(Data entries)
>>>

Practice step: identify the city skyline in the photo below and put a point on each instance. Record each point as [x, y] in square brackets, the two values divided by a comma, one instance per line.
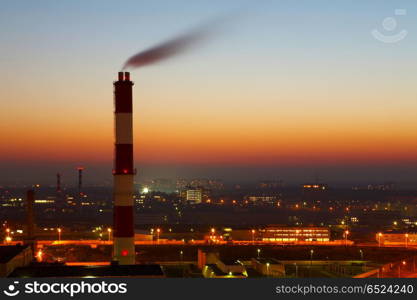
[252, 103]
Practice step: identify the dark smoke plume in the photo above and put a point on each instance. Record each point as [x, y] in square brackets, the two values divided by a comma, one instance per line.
[171, 47]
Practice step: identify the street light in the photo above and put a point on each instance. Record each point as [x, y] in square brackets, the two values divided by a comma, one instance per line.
[181, 259]
[109, 232]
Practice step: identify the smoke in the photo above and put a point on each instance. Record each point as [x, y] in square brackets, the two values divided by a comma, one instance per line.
[172, 47]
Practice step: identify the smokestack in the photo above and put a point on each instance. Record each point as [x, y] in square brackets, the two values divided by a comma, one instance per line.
[123, 173]
[58, 183]
[30, 218]
[80, 181]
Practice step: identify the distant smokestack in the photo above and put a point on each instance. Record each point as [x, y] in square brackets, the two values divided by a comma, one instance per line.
[30, 218]
[80, 180]
[58, 183]
[123, 233]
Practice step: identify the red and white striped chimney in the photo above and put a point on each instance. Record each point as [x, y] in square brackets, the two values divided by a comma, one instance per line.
[123, 231]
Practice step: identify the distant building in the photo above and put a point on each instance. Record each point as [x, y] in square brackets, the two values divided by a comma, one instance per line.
[315, 187]
[397, 238]
[192, 195]
[269, 199]
[294, 234]
[271, 184]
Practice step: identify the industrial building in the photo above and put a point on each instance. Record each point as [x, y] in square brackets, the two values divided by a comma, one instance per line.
[397, 238]
[294, 234]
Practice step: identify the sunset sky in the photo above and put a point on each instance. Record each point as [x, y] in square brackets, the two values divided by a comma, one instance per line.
[287, 89]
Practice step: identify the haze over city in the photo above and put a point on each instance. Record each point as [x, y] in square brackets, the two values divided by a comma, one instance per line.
[289, 90]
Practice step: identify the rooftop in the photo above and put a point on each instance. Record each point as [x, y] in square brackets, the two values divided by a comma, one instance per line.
[58, 270]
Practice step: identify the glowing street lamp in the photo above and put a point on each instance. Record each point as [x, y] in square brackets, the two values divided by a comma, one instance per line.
[109, 233]
[379, 239]
[158, 231]
[346, 235]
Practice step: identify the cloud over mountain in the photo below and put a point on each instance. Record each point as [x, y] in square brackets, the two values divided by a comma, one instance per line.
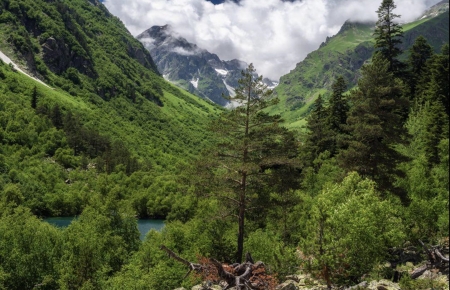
[272, 34]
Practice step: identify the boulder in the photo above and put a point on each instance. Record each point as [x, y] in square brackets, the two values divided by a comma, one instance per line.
[288, 285]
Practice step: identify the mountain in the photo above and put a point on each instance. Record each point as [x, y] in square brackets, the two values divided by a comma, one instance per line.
[105, 123]
[344, 54]
[190, 67]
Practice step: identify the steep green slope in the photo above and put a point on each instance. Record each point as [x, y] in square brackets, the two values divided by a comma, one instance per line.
[344, 54]
[110, 124]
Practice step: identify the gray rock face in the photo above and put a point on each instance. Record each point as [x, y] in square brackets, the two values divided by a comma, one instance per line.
[192, 68]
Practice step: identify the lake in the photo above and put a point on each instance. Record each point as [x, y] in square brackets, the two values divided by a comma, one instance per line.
[144, 225]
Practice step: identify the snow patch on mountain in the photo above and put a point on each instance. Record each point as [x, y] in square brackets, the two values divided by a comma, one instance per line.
[195, 83]
[221, 72]
[7, 60]
[230, 89]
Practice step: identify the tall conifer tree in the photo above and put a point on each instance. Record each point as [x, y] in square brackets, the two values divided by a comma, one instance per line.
[375, 125]
[252, 147]
[318, 136]
[337, 112]
[388, 36]
[419, 54]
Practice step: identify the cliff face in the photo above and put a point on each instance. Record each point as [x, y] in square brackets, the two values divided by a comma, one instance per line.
[190, 67]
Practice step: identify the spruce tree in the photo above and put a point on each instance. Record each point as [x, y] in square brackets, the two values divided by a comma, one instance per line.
[419, 54]
[388, 36]
[251, 147]
[337, 113]
[318, 135]
[34, 97]
[375, 126]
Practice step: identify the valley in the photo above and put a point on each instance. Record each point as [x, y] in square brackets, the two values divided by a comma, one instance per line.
[335, 177]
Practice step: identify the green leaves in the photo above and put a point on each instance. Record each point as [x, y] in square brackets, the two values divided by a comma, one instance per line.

<<<

All of the records need repeating exactly, except for the pictures.

Practice step: identify the city skyline in the photo below and put a point on each instance. Record each point as [x, y] in square brackets, the two values divided by a comma, one instance per line.
[252, 103]
Practice step: identify the dark smoke plume in the photo above and put a point on each instance. Record each point as [x, y] in square brackets, the two values divided by a comma, one instance per line.
[171, 47]
Practice step: identify the street light in the photo above and put a point on each instance. Record each point as [x, y] in square brackets, the two values divided by a comma, one instance per line.
[181, 259]
[109, 232]
Practice step: identify the smoke in the photo above and put a point on each instance. Record each point as [x, y] in square brackets, the two values divided by a comma, one instance per line.
[172, 47]
Practice step: identify the smokestack in the photo above and put a point on each instance. Record each point as [x, y] in square brackets, the two values divided by a comma, one instance per line.
[123, 173]
[58, 183]
[30, 218]
[80, 181]
Practice step: identify the distant smokestack in the photo above and put a point on each instance. Record each point as [x, y] in square brackets, the two values divided by a comma, one instance per line.
[30, 218]
[80, 180]
[58, 183]
[123, 233]
Practice step: identify the red and white striped chimney in the photo above and put a point on each instance. Record each point as [x, y] in square brackets, the two values divided by a comma, one instance per line.
[123, 231]
Practice step: identify the distant building in the photo above and put a point on each instance. Record each point as [x, y] in square brackets, the two values divided by a comma, one instance per line.
[315, 187]
[397, 238]
[192, 195]
[269, 199]
[294, 234]
[271, 184]
Practice step: identify the industrial building in the photo above and put a point on each instance. Record each point as [x, y] in square brackets, the two values divided by a comma, one instance per line.
[397, 238]
[294, 234]
Practice step: identify the sunset sky in the photo above and put a point on each instance. Record each point as [x, y] in square brackets, the two values divided by a comma, one instance per line.
[287, 89]
Practice step: identify the haze over city in the photo above and put a point on each instance. Record each point as [x, y] in square brackets, the two values divided by a comma, one instance per line.
[289, 90]
Practice step: identify the rooftop in the photo above and put a point on each instance. Record each point as [x, y] in square brackets, the two values divided by a comma, one instance per line.
[58, 270]
Practice step: identify the glowing street lamp in the photo above and put a point on each instance. Record each point as [x, y] in square brackets, the two values divided by a comma, one instance per line.
[109, 233]
[379, 239]
[158, 231]
[346, 235]
Practice step: identify the cloud over mountain in the photo below and put a point on each instance. Record each point as [x, y] in square brackets, the two values divided by a comma, one instance per line.
[272, 34]
Practice step: identify the boulder in the photo above and put a point on each instance. Record each point as [x, y] in square brackets, the two values divided by a comma, one instance per line.
[288, 285]
Practice step: identify the mountain in the photo above and put a point on each instance. Record each point as [x, y] in square brackets, the two values divided by a comma, one instance per line.
[105, 123]
[344, 54]
[190, 67]
Practice step: identify the steep green slope in the photo above and put a point on each instance. Record each point as [x, y] in square brackets, the two values divided by a comma, one instance per line.
[344, 54]
[110, 124]
Practice step: identify the gray rock face in the photo above and put a point on each instance. Record each point as [x, y] in square brackets, the two values divided by a comma, one instance per line.
[192, 68]
Practice step: identify the lake in the photo above and put a point on each instance. Record each point as [x, y] in square brackets, the two values divided by a comma, one instance per line.
[144, 225]
Practice step: identify the snow patch on mountain in the photo above and put a point on each instance. Record each point as [x, y] in square brackets, the two values divided by a comma, one instance per line.
[195, 83]
[221, 72]
[7, 60]
[230, 89]
Practice step: identify the tall conifer tree in the photo above and put a point on each instance. Record each point as [x, y] in square brackets, the two values divided by a comma, one instance per line.
[375, 125]
[252, 147]
[318, 136]
[337, 112]
[388, 36]
[419, 54]
Practice step: identify the cliff face in the photo above and put a point on each instance. Record each point as [x, y] in square brackets, the two values divided by a comma, one instance per line.
[190, 67]
Practice step: identify the spruce tree in the photo above and put a point on each instance. Record each point as [x, y] in square brackets, the two values divided by a comma, one instance per line.
[419, 54]
[388, 36]
[251, 147]
[337, 113]
[318, 135]
[34, 97]
[375, 126]
Practice step: identify the valley in the photo above and put a point on each instance. Record each point as [x, y] in square brackets, the two values divided by a comma, one instance per line.
[335, 177]
Practice step: identify the green leaves in the photo above and put a point on each instance. Record each point as [x, y] in square brackets, the two values divided by a comma, one instance per line.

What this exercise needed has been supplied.